## Written problem
Reproduce the records below word for word, from the line containing "windshield for congestion modeling." through the line containing "[433,127,525,188]", with both of those lines included.

## Available records
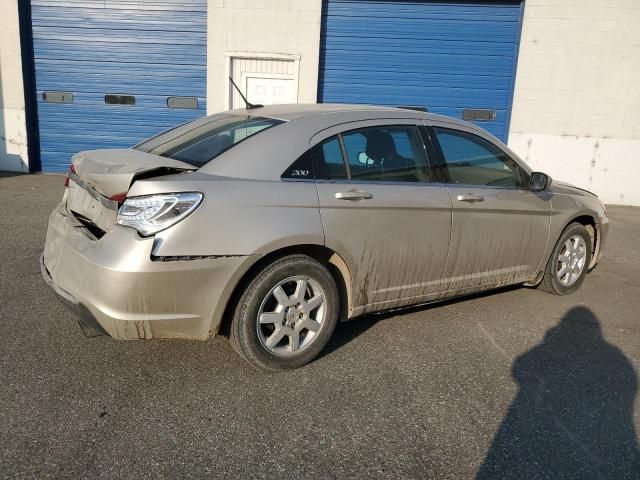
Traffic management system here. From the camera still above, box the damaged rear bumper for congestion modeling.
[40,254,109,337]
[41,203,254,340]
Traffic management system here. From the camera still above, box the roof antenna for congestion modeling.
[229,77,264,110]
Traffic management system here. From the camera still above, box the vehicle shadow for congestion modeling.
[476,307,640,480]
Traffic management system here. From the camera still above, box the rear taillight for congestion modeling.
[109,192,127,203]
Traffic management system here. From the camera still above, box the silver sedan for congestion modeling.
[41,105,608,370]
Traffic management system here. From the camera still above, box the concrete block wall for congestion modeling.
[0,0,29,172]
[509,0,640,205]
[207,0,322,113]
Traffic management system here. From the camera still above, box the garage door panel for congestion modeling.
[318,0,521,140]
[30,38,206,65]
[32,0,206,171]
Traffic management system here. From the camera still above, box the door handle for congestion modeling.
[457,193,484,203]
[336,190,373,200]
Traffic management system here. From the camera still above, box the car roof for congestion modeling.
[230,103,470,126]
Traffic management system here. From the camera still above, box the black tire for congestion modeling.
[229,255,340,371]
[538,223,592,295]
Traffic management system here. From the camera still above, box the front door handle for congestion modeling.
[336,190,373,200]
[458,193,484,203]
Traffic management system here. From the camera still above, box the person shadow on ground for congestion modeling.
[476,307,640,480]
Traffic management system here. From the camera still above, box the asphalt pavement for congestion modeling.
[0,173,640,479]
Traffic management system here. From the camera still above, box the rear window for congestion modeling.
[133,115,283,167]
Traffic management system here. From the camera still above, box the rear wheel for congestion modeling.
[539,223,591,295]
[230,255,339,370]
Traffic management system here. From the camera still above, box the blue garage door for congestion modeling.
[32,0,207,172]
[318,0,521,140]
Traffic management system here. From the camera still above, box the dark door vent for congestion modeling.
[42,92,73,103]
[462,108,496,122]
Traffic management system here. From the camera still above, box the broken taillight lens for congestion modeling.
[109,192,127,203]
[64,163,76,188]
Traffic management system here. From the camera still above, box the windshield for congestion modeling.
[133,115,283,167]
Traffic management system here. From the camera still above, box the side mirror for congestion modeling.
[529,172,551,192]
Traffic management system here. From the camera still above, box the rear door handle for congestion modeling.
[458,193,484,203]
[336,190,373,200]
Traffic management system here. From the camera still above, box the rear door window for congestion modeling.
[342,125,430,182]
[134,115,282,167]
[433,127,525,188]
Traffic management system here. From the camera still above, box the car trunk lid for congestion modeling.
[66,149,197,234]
--
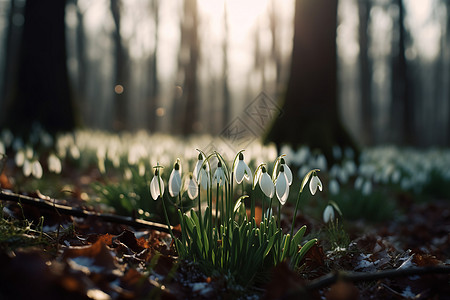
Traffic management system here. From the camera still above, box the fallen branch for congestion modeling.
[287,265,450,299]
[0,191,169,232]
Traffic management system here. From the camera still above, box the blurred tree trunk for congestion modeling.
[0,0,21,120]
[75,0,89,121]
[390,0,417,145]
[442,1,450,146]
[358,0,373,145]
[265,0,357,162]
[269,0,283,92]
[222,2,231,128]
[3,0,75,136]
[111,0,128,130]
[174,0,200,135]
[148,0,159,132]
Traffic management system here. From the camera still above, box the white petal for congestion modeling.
==
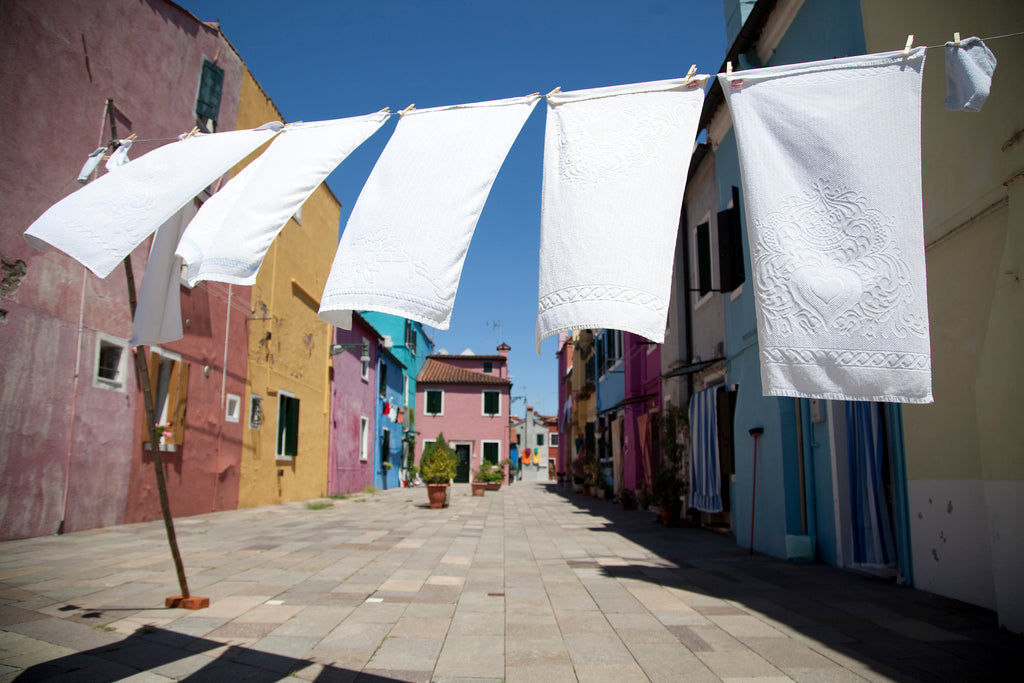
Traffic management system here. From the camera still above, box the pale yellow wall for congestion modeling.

## Reply
Traffic management system here. From the camera still above, box the windshield for congestion modeling.
[133,115,283,167]
Traffic management system here. From the camera still above, box the side mirror for congestion modeling.
[529,172,551,192]
Traffic management system here. From the camera still above, box the rear door handle for congestion modeling.
[458,193,484,203]
[336,190,373,200]
Traffic management system here. From the camera still above, box the rear door window for congestion modeling.
[342,125,430,182]
[134,115,282,167]
[433,127,525,188]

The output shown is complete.